┌──

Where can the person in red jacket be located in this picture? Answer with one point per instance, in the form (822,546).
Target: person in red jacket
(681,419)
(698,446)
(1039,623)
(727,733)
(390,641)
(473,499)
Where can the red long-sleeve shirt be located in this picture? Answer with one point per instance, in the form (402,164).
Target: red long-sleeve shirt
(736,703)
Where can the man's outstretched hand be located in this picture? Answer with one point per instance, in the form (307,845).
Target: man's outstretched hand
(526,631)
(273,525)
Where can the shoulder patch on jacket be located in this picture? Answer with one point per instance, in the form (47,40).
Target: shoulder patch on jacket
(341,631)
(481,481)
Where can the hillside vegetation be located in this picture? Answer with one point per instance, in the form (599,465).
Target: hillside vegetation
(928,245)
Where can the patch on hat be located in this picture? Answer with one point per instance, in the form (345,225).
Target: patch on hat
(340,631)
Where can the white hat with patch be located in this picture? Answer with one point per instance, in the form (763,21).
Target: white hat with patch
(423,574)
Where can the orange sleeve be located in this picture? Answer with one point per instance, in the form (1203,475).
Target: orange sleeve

└──
┌──

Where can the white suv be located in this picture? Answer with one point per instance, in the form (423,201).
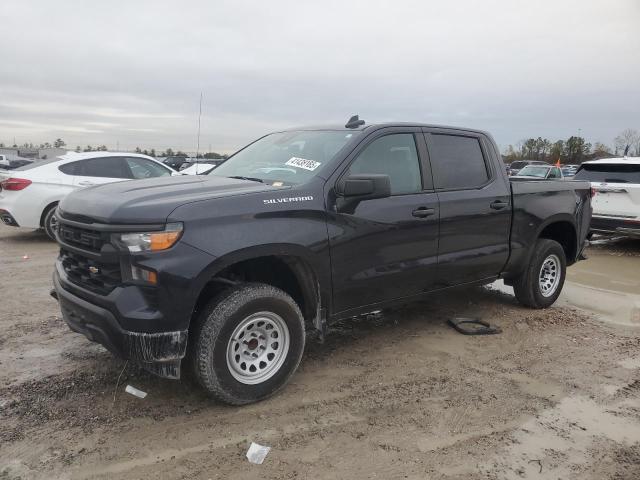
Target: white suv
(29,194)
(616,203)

└──

§ DESCRIPTION OF THE TASK:
Put the stretch from the line containing "Where can the hillside" through the line containing "Target: orange sleeve" into a JSON list of strings, one string per line, leaving out any blank lines.

§ REPLY TO THE EXERCISE:
[
  "Where can the hillside vegetation be located in this picture? Answer with one point per instance, in the form (599,465).",
  "Target: hillside vegetation",
  "(928,245)",
  "Where can the patch on hat be located in this picture? Answer with one point per instance, in the form (345,225).",
  "Target: patch on hat",
  "(340,631)",
  "Where can the white hat with patch be located in this picture? Answer with one point per instance, in the form (763,21).",
  "Target: white hat with patch",
  "(423,574)",
  "Where can the orange sleeve be located in this picture? Answer with one point per instance, in the form (1203,475).",
  "Target: orange sleeve"
]